-- EXCERPT PROVIDED --
□ □ □ □
Curriculum, Fourth Grade

Inner and outer worlds are no longer one world for the nine-year-old. The greatest care must now be taken to bring the outer world to the child in a way that makes it possible for him everywhere to discover its human meaning.

In their study of man and animal, the child can now model a head of a human and the animals he is studying. Because this is an age of hero worship seeking an inspiring picture of human nature, history looks at the Finnish and Norse sagas with their stress on strength and boldness rather than cunning. These poetic forms offer vivid contrasts to enrich and develop his intensified inner life. In composition simple narration of the child's own real experiences begins with continued work in grammar and the introduction of letter forms.

Fractions are introduced with concrete objects to demonstrate truths before forming mental concepts.

Social studies begin with familiar things of the child's own time and environment and lead him gradually to an experience of less familiar places and events. Simple map drawing of travel routes, home, and school is followed by a study of state geography.
□ □ □ □
-- DATA SEGMENT --
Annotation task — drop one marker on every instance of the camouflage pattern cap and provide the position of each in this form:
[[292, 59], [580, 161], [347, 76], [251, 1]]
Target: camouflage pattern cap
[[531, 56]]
□ □ □ □
-- THINGS TO DO --
1) In the fourth-grade curriculum text, how are fractions introduced?
2) Translate this sentence from the fourth-grade curriculum text into Spanish: "Fractions are introduced with concrete objects to demonstrate truths before forming mental concepts."
3) Extend the fourth-grade curriculum text with a few more sentences, picking up after its last sentence about state geography.

-- RESPONSES TO THE TASKS --
1) With concrete objects, to demonstrate truths before forming mental concepts.

2) Las fracciones se introducen con objetos concretos para demostrar verdades antes de formar conceptos mentales.

3)
Now the children begin to write as well as speak in a foreign language. Their understanding of grammar progresses to the point that they can consciously grasp rules underlying the construction of the language.

In music, the child's newly strengthened individuality now gives him the ability to hold his own in part-singing as he could not have done successfully before; canons and rounds form a natural bridge to this exciting new skill. He shows his first real delight in harmony and the minor key answers a deep-felt need leading inward in self-discovery. All children begin studying a stringed instrument during special subject times in fourth grade.

At this crossing point in development, handwork takes up cross stitch. The children design and execute an original cross stitch pattern in addition to embroidery and sewing.

(The above description is paraphrased from Teaching as a Lively Art, by Marjorie Spock.)